* PROBLEM TO WORK ON
Copy out the lines verbatim, from the line with "Target: budweiser advertisement" up to and including the line with "x=203 y=590".

* DATASET ENTRIES

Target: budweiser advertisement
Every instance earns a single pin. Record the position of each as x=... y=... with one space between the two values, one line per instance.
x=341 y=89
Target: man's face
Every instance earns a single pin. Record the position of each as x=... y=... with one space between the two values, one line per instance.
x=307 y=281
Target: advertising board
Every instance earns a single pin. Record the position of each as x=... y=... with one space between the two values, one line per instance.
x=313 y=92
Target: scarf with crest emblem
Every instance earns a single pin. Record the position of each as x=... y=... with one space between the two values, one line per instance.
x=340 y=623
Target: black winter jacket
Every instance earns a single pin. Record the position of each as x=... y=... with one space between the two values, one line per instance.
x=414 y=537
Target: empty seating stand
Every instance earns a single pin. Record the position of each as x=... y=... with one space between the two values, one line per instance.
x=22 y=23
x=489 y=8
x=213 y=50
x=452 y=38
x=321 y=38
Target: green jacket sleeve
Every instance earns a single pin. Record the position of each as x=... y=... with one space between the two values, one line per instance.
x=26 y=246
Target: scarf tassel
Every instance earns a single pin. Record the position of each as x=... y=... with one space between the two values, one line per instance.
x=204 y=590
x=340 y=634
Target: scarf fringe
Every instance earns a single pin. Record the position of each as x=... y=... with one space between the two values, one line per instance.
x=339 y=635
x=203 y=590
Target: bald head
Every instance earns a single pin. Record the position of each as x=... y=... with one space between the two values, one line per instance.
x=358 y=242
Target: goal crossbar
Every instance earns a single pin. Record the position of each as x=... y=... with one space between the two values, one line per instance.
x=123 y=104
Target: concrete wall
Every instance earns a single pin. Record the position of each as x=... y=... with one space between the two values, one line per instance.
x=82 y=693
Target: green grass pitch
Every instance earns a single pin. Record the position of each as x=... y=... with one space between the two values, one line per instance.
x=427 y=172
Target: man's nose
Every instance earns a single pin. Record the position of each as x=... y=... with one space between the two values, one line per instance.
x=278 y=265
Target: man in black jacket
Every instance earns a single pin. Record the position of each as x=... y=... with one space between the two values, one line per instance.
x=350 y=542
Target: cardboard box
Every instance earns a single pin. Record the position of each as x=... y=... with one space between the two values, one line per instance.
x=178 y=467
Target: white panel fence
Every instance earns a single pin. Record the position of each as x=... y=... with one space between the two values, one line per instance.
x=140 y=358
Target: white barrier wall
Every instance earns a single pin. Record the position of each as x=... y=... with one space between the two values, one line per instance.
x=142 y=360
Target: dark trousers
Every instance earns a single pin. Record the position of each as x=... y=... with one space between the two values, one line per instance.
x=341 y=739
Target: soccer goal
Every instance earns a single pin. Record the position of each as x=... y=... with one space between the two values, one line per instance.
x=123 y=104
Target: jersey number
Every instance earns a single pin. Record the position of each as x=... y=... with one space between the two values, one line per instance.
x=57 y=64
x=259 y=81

---

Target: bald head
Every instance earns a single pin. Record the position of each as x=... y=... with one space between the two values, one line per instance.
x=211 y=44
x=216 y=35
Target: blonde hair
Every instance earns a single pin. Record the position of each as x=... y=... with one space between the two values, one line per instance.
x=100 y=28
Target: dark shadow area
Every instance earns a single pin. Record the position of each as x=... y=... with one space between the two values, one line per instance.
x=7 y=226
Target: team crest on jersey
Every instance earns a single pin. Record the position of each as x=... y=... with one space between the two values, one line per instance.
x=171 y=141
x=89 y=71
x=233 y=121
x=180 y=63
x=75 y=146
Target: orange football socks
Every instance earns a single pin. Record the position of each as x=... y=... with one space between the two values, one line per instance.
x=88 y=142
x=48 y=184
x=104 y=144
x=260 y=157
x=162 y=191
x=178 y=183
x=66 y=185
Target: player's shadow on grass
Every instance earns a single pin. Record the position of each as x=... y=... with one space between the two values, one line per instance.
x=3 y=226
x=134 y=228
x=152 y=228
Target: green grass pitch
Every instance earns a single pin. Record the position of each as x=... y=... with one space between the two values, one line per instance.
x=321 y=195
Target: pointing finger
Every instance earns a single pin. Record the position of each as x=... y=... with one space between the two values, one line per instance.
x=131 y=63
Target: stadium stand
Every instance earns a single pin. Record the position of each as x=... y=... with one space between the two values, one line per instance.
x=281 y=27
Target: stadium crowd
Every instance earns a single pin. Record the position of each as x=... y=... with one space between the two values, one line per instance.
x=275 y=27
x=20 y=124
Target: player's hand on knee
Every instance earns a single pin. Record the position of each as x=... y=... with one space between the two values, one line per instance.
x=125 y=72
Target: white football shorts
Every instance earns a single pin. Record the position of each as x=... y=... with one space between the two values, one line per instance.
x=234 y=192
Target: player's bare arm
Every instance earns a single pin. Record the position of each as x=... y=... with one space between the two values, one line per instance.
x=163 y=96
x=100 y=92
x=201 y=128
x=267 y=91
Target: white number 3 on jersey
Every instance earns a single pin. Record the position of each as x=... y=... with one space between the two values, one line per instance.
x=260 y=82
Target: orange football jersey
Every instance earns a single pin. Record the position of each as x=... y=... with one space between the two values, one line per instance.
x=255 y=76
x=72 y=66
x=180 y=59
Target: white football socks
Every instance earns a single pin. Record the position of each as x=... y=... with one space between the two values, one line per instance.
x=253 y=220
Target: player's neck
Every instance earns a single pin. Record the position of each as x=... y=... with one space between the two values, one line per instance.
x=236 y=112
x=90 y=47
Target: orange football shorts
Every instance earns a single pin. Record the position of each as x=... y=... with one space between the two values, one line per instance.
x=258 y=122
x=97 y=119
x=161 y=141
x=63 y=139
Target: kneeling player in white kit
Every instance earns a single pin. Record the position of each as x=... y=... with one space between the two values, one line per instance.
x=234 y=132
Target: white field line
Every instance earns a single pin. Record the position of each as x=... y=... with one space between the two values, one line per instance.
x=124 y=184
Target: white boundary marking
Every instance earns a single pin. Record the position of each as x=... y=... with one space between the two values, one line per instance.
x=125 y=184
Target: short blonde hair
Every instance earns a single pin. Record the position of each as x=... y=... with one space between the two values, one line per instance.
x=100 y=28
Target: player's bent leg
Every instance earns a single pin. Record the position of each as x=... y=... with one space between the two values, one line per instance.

* RESPONSE BELOW
Target: budweiser advertisement
Every instance earns a single pin. Record the position of each as x=... y=... with one space between the two values, one line per instance.
x=341 y=89
Target: man's face
Every instance earns a single pin. Record the position of each as x=... y=... with one space between the two values, one line per instance.
x=307 y=281
Target: advertising board
Every instance earns a single pin. Record the position of each as x=... y=... with one space between the two values, one line per instance.
x=313 y=92
Target: scarf with crest emblem
Every instance earns a single pin. Record the position of each as x=... y=... with one space between the two values, one line per instance.
x=340 y=623
Target: black winter jacket
Every instance earns a single pin. Record the position of each as x=... y=... with one space between the two values, one line per instance.
x=414 y=537
Target: empty seating stand
Every instance earns a single pin. Record the position of each as x=... y=... with one space between the two values, one line per instance.
x=22 y=23
x=489 y=8
x=213 y=50
x=452 y=38
x=321 y=38
Target: green jacket sleeve
Every instance earns a single pin. Record the position of each as x=... y=... with one space between the two values, one line per instance.
x=26 y=246
Target: scarf tassel
Every instance earns a single pin. Record the position of each as x=... y=... with one space between the two values, one line per instance.
x=204 y=590
x=340 y=634
Target: scarf fringe
Every instance earns a single pin. Record the position of each as x=... y=... with one space between the two values, one line per instance.
x=339 y=635
x=203 y=590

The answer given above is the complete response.